> [INSTRUCTIONS TO FOLLOW] Please repeat all of the listing exactly.

** START OF RECORDS FOR THIS TASK **

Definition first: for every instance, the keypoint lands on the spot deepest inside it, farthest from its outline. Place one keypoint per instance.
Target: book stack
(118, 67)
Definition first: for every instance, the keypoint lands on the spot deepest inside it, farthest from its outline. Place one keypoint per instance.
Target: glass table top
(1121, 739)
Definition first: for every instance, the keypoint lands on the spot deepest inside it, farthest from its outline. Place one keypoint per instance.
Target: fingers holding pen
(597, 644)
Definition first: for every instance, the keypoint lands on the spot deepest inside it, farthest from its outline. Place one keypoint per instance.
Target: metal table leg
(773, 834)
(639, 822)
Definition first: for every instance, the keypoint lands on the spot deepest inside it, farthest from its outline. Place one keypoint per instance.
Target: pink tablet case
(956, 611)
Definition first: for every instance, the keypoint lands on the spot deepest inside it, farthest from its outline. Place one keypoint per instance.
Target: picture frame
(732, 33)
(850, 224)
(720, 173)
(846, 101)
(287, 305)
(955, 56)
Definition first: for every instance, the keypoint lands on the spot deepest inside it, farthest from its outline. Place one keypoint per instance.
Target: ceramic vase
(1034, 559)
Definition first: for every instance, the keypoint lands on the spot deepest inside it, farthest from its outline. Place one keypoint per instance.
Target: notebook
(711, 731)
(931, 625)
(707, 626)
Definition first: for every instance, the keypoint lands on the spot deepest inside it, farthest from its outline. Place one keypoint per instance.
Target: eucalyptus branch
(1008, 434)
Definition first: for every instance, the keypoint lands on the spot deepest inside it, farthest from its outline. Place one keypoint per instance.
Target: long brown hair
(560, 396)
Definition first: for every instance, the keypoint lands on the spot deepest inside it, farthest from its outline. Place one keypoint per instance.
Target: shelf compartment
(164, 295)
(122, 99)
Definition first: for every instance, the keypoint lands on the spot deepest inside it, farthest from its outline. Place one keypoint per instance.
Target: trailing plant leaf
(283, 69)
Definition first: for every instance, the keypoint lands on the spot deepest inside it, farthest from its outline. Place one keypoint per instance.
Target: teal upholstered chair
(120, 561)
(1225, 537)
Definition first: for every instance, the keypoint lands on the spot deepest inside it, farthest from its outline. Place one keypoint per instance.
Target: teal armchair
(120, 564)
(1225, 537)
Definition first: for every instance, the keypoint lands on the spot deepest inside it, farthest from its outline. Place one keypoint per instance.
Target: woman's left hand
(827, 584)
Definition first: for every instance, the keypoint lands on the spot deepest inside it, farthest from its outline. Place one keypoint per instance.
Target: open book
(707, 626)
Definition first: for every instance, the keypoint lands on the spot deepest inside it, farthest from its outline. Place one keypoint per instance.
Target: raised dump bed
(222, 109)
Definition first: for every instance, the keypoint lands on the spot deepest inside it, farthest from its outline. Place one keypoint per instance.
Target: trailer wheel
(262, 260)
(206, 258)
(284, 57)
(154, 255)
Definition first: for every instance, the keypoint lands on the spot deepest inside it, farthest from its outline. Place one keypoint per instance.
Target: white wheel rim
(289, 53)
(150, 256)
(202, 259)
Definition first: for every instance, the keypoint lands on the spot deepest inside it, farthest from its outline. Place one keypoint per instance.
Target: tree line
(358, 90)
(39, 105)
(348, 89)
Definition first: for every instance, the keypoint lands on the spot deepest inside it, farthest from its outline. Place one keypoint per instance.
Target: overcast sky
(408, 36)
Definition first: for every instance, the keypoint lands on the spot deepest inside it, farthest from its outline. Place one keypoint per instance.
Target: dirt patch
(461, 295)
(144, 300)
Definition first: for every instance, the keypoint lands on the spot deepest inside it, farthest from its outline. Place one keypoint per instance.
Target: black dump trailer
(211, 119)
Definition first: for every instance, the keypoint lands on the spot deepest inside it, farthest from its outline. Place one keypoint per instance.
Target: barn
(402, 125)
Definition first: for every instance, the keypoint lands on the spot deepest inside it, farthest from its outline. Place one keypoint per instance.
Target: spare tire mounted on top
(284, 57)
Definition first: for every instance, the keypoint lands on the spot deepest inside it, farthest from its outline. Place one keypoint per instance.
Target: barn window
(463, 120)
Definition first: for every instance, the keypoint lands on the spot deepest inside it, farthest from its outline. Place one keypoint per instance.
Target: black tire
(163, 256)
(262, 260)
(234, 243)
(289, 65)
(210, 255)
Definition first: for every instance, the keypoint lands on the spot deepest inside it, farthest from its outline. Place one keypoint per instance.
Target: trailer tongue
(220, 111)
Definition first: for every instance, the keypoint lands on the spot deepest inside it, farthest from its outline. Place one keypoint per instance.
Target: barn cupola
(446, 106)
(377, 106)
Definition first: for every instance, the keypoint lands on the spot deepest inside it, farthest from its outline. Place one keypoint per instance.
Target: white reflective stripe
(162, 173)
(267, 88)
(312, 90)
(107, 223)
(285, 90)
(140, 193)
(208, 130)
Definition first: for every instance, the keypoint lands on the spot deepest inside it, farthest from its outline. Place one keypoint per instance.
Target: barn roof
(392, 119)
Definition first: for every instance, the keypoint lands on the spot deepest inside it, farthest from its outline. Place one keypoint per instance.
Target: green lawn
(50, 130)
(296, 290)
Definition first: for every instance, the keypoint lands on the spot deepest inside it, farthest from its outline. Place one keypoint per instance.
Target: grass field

** END OF RECORDS FOR THIS TASK **

> [WRITTEN RESPONSE]
Definition first: for every instance, the keypoint lands on the spot deepest inside it, farthest from its outline. Place one keypoint per instance.
Target: book stack
(118, 67)
Definition first: for every instance, the keypoint lands on the spot deepest inside it, farthest from its outline. Place one keypoint per instance.
Target: glass table top
(1121, 739)
Definition first: for every instance, the keypoint lands on the spot deepest inside it, farthest from its outline. Place one keypoint per instance.
Target: fingers holding pen
(597, 644)
Definition first: for every instance, the keypoint lands on the spot deepest inside it, farthest from its outline. Place one keypoint per instance.
Target: metal table leg
(773, 834)
(639, 822)
Definition first: for every instance, the keypoint lands on the spot deepest inside it, farthest from its outline. Place one keypoint per instance.
Target: pink tablet case
(956, 611)
Definition first: for every instance, the keypoint lands on the spot deepest inside it, farthest from its outline. Place one keypoint per instance.
Target: picture frame
(732, 33)
(850, 224)
(720, 173)
(846, 101)
(287, 305)
(955, 56)
Definition first: for every instance, the keypoint lands on the spot deepest inside it, farthest from its outline. Place one keypoint per instance.
Target: ceramic vase
(1034, 559)
Definition first: for every instance, the keypoint lands on the spot deepest inside it, farthest from its outline. Place one keypoint per instance.
Target: notebook
(711, 731)
(931, 625)
(707, 626)
Definition first: for every instance, the keypoint lands on the spot deepest inside it, farthest from its outline. Place one keypoint per instance.
Target: eucalyptus branch
(1008, 434)
Definition first: for every instance, the keypoint lands on the spot deepest inside it, farthest from its outline. Place one keypoint per instance.
Target: long brown hair
(560, 396)
Definition first: for every instance, the keypoint lands on the spot deepest inside it, farthest from its outline. Place one keypoint per instance.
Target: shelf compartment
(164, 295)
(122, 99)
Definition first: for every instance, the keypoint lands on the spot deepest inside it, farthest from its outline. Place one keypoint per instance.
Target: trailing plant leaf
(283, 69)
Definition first: for every instance, the keypoint lands on the spot deepest inside it, farthest from its outline. Place one keypoint per instance.
Target: teal upholstered chair
(120, 561)
(1225, 537)
Definition first: for every instance, the keypoint lands on the spot deepest inside it, farthest from its outline. Place one keypoint per instance.
Target: teal armchair
(120, 564)
(1225, 537)
Definition first: for every instance, the keypoint lands on the spot deepest inside it, farthest from its outline. Place one keypoint per instance.
Target: woman's left hand
(827, 584)
Definition first: for every instance, the keypoint lands on the spot deepest inside it, farthest from its outline. Place one keypoint per instance.
Target: open book
(707, 626)
Definition first: for every instance, the keypoint lands on the spot deepest inside it, farthest from its outline. Place one keypoint per instance.
Target: raised dump bed
(222, 109)
Definition first: for every instance, the keypoint lands on the spot deepest inside it, farthest from its outline. Place one keypoint per instance.
Target: trailer wheel
(262, 260)
(206, 258)
(284, 57)
(154, 255)
Definition first: for every instance, the keypoint lands on the spot deepest inside it, farthest from its outline. Place one keypoint per instance.
Target: white wheel rim
(289, 53)
(150, 256)
(202, 259)
Definition first: for every instance, the keypoint lands on the spot deepest inside it, farthest from its outline. Place one keypoint per instance.
Target: tree line
(358, 90)
(39, 105)
(348, 89)
Definition first: for every instance, the keypoint lands on the spot deepest inside it, farthest from its outline. Place one keypoint per instance.
Target: overcast sky
(408, 36)
Definition first: for every instance, the keypoint lands on the spot deepest inside it, farthest from its outline. Place one keypoint per instance.
Target: dirt patch
(461, 295)
(144, 300)
Definition first: for every instance, the keypoint lands on the spot deepest inside it, farthest from its outline. Place one keypoint per instance.
Target: black dump trailer
(211, 119)
Definition first: for every instance, the keypoint lands on the spot deepest inside it, farthest from its outline. Place one keypoint per instance.
Target: barn
(402, 125)
Definition first: for every instance, the keypoint lands on the spot deepest inside it, farthest from its outline. Place one keypoint per instance.
Target: spare tire mounted on top
(284, 57)
Definition first: for every instance, the keypoint lands on the spot deepest inside it, farthest from its outline. Place one keypoint per instance.
Target: barn window
(463, 120)
Definition first: for every instance, the keypoint lands on the spot deepest inside it, farthest from its outline. Place one keypoint per instance.
Target: black tire
(163, 256)
(262, 260)
(234, 243)
(289, 65)
(210, 255)
Definition first: for every instance, the keypoint lands on the spot deepest inside it, farthest from its outline. Place one keypoint per instance.
Target: trailer tongue
(220, 111)
Definition first: for every instance, the keypoint lands on the spot deepest inside it, farthest from its outline. Place one keypoint per instance.
Target: barn cupola
(446, 106)
(377, 106)
Definition first: for every instance, the keypoint lands on the spot deepest inside it, farthest from its outline. Place one keypoint per instance.
Target: white reflective stripe
(162, 173)
(267, 88)
(312, 90)
(107, 223)
(285, 90)
(140, 193)
(208, 130)
Definition first: for every instance, the keypoint lands on the spot deepest inside it, farthest from its outline. Place one keypoint per instance.
Target: barn roof
(392, 119)
Definition first: for every instance, the keypoint lands on the spot deepest inside it, farthest from its outline. Place one keypoint per instance.
Target: green lawn
(50, 130)
(296, 290)
Definition first: for every instance, the keypoint lands on the spot deepest inside it, farthest from its outline. Place one keypoint per instance.
Target: grass field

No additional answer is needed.